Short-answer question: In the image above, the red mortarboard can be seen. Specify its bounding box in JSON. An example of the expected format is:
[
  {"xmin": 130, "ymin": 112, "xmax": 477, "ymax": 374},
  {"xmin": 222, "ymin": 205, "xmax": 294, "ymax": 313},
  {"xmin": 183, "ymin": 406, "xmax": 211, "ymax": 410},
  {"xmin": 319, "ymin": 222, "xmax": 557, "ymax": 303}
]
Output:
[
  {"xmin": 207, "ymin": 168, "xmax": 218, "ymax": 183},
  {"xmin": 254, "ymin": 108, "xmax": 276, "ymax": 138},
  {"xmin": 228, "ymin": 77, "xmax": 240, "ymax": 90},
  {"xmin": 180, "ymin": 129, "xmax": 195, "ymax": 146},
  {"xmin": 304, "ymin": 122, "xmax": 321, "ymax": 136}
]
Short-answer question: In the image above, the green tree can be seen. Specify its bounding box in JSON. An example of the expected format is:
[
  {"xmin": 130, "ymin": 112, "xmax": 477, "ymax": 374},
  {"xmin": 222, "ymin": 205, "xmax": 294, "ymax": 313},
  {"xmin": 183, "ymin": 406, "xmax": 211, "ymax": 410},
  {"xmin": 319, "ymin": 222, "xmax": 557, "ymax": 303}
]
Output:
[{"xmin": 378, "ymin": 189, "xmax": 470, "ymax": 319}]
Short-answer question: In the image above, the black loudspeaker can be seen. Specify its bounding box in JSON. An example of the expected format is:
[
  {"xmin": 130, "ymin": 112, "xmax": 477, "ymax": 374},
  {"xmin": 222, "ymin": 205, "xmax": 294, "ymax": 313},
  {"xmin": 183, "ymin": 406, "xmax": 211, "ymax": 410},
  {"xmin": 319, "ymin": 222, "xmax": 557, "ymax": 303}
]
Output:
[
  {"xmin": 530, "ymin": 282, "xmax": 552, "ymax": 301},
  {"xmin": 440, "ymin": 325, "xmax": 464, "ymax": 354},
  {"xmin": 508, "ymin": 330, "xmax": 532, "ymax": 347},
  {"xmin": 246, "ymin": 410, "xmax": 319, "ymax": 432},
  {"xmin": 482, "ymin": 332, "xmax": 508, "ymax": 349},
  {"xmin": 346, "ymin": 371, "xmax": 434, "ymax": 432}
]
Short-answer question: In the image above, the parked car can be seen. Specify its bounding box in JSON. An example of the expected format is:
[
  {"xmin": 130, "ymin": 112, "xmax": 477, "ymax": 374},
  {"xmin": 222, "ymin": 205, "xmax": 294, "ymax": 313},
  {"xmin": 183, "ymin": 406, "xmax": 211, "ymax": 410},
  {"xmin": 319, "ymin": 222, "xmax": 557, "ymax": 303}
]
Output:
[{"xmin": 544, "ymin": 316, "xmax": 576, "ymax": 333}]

================

(The request)
The full set of records should be duplicated exactly.

(Output of the task)
Short-answer question: In the image above, the red mortarboard can be seen. Specify its bounding box in JSON. An example of the expected format is:
[
  {"xmin": 130, "ymin": 112, "xmax": 477, "ymax": 374},
  {"xmin": 222, "ymin": 205, "xmax": 294, "ymax": 313},
  {"xmin": 183, "ymin": 406, "xmax": 211, "ymax": 410},
  {"xmin": 319, "ymin": 222, "xmax": 557, "ymax": 303}
]
Output:
[
  {"xmin": 207, "ymin": 168, "xmax": 218, "ymax": 183},
  {"xmin": 254, "ymin": 108, "xmax": 276, "ymax": 138},
  {"xmin": 228, "ymin": 77, "xmax": 240, "ymax": 90},
  {"xmin": 180, "ymin": 129, "xmax": 195, "ymax": 146},
  {"xmin": 304, "ymin": 122, "xmax": 321, "ymax": 136}
]
Short-answer question: In the image above, the green tree can be seen. Specify its bounding box in JSON. An example of the expected format is:
[
  {"xmin": 130, "ymin": 112, "xmax": 477, "ymax": 374},
  {"xmin": 222, "ymin": 205, "xmax": 294, "ymax": 313},
  {"xmin": 183, "ymin": 406, "xmax": 211, "ymax": 410},
  {"xmin": 319, "ymin": 222, "xmax": 557, "ymax": 303}
]
Output:
[{"xmin": 378, "ymin": 189, "xmax": 470, "ymax": 319}]
Short-answer question: In the image above, the black loudspeaker can be seen. Specify its bounding box in JSON. An example of the expected format is:
[
  {"xmin": 130, "ymin": 112, "xmax": 477, "ymax": 374},
  {"xmin": 222, "ymin": 205, "xmax": 294, "ymax": 313},
  {"xmin": 183, "ymin": 406, "xmax": 211, "ymax": 410},
  {"xmin": 319, "ymin": 222, "xmax": 557, "ymax": 303}
]
Output:
[
  {"xmin": 530, "ymin": 282, "xmax": 552, "ymax": 301},
  {"xmin": 440, "ymin": 325, "xmax": 464, "ymax": 354},
  {"xmin": 508, "ymin": 330, "xmax": 532, "ymax": 347},
  {"xmin": 246, "ymin": 410, "xmax": 319, "ymax": 432},
  {"xmin": 482, "ymin": 332, "xmax": 508, "ymax": 349},
  {"xmin": 346, "ymin": 371, "xmax": 434, "ymax": 432}
]
Short-answer question: In the image above, the parked car can be seen. Specify its bounding box in JSON. An example of the expected format is:
[
  {"xmin": 130, "ymin": 112, "xmax": 477, "ymax": 374},
  {"xmin": 222, "ymin": 205, "xmax": 294, "ymax": 313},
  {"xmin": 183, "ymin": 406, "xmax": 211, "ymax": 410},
  {"xmin": 319, "ymin": 222, "xmax": 557, "ymax": 303}
]
Output:
[{"xmin": 544, "ymin": 316, "xmax": 576, "ymax": 333}]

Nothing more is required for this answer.